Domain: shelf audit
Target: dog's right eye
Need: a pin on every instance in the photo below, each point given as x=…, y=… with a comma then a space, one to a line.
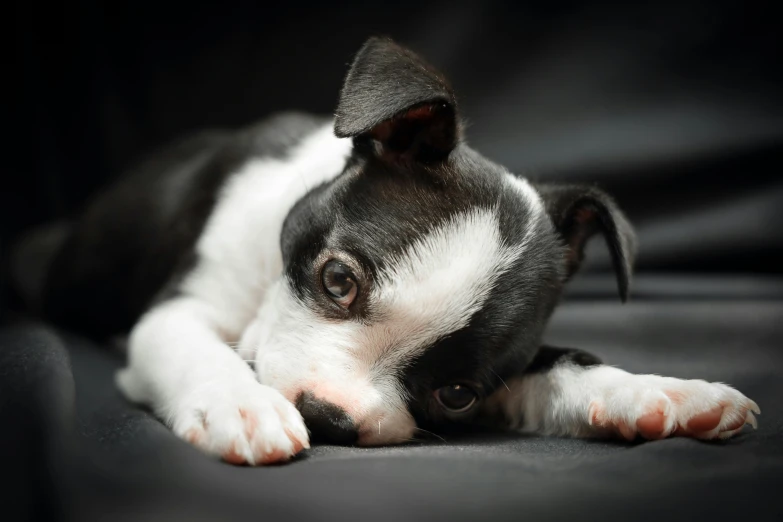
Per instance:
x=339, y=283
x=456, y=398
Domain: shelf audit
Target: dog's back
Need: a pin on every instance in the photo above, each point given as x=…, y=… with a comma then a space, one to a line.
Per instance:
x=98, y=274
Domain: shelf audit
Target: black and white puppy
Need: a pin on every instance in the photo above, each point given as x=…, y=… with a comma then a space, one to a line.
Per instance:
x=380, y=275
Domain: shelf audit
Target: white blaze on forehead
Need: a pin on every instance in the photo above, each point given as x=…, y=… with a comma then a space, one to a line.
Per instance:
x=529, y=195
x=435, y=286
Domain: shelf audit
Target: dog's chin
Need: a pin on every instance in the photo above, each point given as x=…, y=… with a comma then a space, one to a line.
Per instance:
x=392, y=428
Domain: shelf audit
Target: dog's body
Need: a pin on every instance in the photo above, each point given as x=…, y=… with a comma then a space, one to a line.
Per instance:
x=381, y=277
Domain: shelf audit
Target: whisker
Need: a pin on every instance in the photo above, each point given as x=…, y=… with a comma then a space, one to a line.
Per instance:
x=433, y=434
x=501, y=379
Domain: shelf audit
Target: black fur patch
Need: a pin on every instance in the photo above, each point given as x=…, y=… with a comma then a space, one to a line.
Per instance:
x=135, y=240
x=549, y=356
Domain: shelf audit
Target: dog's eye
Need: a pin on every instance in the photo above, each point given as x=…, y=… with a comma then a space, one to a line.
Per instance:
x=456, y=398
x=339, y=283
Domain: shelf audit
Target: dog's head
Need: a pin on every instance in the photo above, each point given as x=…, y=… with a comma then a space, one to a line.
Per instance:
x=424, y=273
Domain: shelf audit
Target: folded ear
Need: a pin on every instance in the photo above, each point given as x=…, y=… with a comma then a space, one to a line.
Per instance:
x=396, y=102
x=578, y=212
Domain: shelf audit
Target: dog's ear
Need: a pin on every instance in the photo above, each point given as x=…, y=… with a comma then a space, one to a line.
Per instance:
x=395, y=102
x=578, y=212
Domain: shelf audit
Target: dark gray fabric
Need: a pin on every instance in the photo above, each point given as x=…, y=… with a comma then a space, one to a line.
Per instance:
x=123, y=464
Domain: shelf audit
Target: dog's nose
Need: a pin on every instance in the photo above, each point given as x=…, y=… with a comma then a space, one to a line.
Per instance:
x=326, y=421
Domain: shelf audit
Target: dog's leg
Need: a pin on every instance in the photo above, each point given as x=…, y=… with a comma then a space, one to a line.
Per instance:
x=180, y=366
x=569, y=392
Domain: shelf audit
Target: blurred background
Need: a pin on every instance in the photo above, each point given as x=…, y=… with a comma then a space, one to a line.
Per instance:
x=674, y=109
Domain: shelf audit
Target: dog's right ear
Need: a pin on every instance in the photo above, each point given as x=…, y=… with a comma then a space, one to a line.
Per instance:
x=579, y=212
x=398, y=104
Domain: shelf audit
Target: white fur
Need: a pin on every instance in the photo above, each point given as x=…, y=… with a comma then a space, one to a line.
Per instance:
x=178, y=361
x=600, y=400
x=430, y=290
x=528, y=194
x=239, y=250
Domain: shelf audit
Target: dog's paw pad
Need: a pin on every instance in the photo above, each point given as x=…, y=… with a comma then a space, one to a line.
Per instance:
x=654, y=408
x=250, y=424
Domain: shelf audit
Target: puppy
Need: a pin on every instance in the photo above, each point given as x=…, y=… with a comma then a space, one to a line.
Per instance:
x=356, y=280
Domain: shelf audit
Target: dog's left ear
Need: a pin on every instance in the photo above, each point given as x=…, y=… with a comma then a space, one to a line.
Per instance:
x=397, y=103
x=578, y=212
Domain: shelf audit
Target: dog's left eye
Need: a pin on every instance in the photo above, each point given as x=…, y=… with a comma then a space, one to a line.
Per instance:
x=456, y=398
x=339, y=283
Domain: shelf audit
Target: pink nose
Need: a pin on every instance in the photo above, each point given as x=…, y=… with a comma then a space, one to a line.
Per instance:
x=326, y=421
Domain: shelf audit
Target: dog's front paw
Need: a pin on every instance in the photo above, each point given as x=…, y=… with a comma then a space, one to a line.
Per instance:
x=246, y=423
x=658, y=407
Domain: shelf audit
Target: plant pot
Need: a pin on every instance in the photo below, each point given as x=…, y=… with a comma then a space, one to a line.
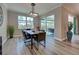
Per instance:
x=69, y=35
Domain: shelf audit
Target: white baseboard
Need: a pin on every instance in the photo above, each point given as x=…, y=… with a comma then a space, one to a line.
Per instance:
x=60, y=39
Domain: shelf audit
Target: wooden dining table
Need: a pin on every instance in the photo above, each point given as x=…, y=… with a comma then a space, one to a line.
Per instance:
x=32, y=33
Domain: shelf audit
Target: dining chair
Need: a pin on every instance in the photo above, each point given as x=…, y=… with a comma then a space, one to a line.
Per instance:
x=41, y=37
x=27, y=37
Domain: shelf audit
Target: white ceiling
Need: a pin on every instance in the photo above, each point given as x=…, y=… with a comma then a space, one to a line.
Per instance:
x=40, y=8
x=74, y=7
++++++++
## What the task requires
Count how many lines in the data above hold the string "left", and give the number with no other words.

## Result below
2